Start of Block

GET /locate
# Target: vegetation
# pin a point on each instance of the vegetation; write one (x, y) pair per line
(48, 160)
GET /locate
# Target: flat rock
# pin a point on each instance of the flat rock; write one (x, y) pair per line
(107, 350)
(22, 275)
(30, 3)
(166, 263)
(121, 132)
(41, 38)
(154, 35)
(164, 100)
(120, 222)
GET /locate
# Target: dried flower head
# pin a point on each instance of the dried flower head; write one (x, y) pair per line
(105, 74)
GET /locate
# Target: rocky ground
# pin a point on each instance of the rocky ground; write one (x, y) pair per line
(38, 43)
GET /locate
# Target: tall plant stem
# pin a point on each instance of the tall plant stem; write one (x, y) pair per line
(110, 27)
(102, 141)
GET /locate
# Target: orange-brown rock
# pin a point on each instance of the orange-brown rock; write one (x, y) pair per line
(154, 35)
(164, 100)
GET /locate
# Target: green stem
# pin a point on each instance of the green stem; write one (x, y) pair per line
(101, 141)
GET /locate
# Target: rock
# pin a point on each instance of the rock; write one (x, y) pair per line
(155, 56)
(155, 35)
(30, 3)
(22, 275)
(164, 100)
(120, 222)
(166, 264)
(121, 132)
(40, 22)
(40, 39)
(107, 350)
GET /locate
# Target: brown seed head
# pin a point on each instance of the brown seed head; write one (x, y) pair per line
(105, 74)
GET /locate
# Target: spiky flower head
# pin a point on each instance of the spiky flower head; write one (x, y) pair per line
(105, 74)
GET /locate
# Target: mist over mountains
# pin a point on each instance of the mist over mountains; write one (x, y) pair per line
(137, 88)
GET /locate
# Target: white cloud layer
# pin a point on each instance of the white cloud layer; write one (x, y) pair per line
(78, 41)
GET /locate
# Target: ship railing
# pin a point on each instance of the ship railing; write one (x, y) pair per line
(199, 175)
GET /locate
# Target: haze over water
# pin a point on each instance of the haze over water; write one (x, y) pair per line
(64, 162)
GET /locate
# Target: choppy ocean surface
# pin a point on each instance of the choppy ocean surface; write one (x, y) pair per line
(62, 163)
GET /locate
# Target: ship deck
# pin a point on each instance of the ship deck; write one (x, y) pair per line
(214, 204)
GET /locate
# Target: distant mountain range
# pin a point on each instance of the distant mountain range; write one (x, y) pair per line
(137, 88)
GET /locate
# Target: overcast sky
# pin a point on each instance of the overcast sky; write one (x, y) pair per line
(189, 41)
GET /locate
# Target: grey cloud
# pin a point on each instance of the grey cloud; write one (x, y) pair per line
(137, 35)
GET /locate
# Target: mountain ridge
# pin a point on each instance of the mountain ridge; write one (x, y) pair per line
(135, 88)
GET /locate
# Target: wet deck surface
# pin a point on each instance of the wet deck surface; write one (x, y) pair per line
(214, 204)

End of Block

What the task asks: Take the lines above and print them exactly.

Task output:
GET /locate
# Target: vegetation
# pin a point on each instance of the vegetation; write one (x, y) pair per line
(48, 160)
GET /locate
# Target: flat rock
# pin a point on each instance of the flat rock; write one (x, y) pair per line
(107, 350)
(22, 275)
(30, 3)
(166, 263)
(121, 132)
(41, 38)
(154, 35)
(164, 100)
(120, 222)
GET /locate
# Target: dried flower head
# pin a point on each instance of the dried flower head; write one (x, y) pair per line
(105, 74)
GET /locate
# Target: rocky ground
# pin a point on each instance of the rocky ground; write one (x, y) pair per line
(38, 43)
GET /locate
# Target: tall plant stem
# pin a point on each instance of the tall plant stem; write one (x, y) pair per line
(110, 27)
(102, 141)
GET /locate
# Target: orange-brown rock
# pin a point on each instance of the orange-brown rock; write one (x, y) pair per line
(154, 35)
(164, 100)
GET /locate
# Target: green stem
# pin a point on each instance of the green stem; write one (x, y) pair per line
(101, 141)
GET /locate
# Target: rock
# pin a point on each instance of the rock; write one (x, y) pair per line
(155, 56)
(155, 35)
(30, 3)
(22, 275)
(164, 100)
(120, 222)
(166, 264)
(121, 132)
(40, 22)
(40, 39)
(107, 350)
GET /locate
# Target: brown seed head
# pin a point on each instance of the brown seed head; write one (x, y) pair per line
(105, 74)
GET /locate
# Target: spiky flower head
# pin a point on each instance of the spiky flower head; write one (x, y) pair per line
(105, 74)
GET /locate
# Target: mist over mountains
# pin a point on each instance of the mist over mountains; write one (x, y) pair per line
(137, 88)
GET /locate
# Target: white cloud layer
# pin a point on each instance of the white cloud layer; write one (x, y) pair per line
(78, 41)
GET /locate
# Target: ship railing
# pin a point on each instance of the ship railing; write one (x, y) pair per line
(199, 175)
GET /locate
# Target: haze over water
# pin a point on each instance of the haze over water; write one (x, y) pair per line
(64, 162)
GET /locate
# Target: choppy ocean surface
# pin a point on each instance of the choppy ocean surface; write one (x, y) pair per line
(62, 163)
GET /locate
# Target: ship deck
# pin a point on each instance of the ship deck; write one (x, y) pair per line
(214, 204)
GET /locate
# Target: distant mountain range
# pin a point on each instance of the distant mountain range; write one (x, y) pair per line
(137, 88)
GET /locate
# Target: overcast sky
# pin a point on each instance of the overcast sky; write one (x, y) pair per line
(189, 41)
GET /locate
# Target: grey cloud
# pin a point on each instance of the grey cloud; write one (x, y) pair per line
(137, 35)
GET /locate
# Target: mountain ridge
# pin a point on each instance of the mountain ridge; write one (x, y) pair per line
(135, 88)
GET /locate
# Target: wet deck surface
# pin a point on each instance of the wet deck surface; write one (x, y) pair per line
(214, 204)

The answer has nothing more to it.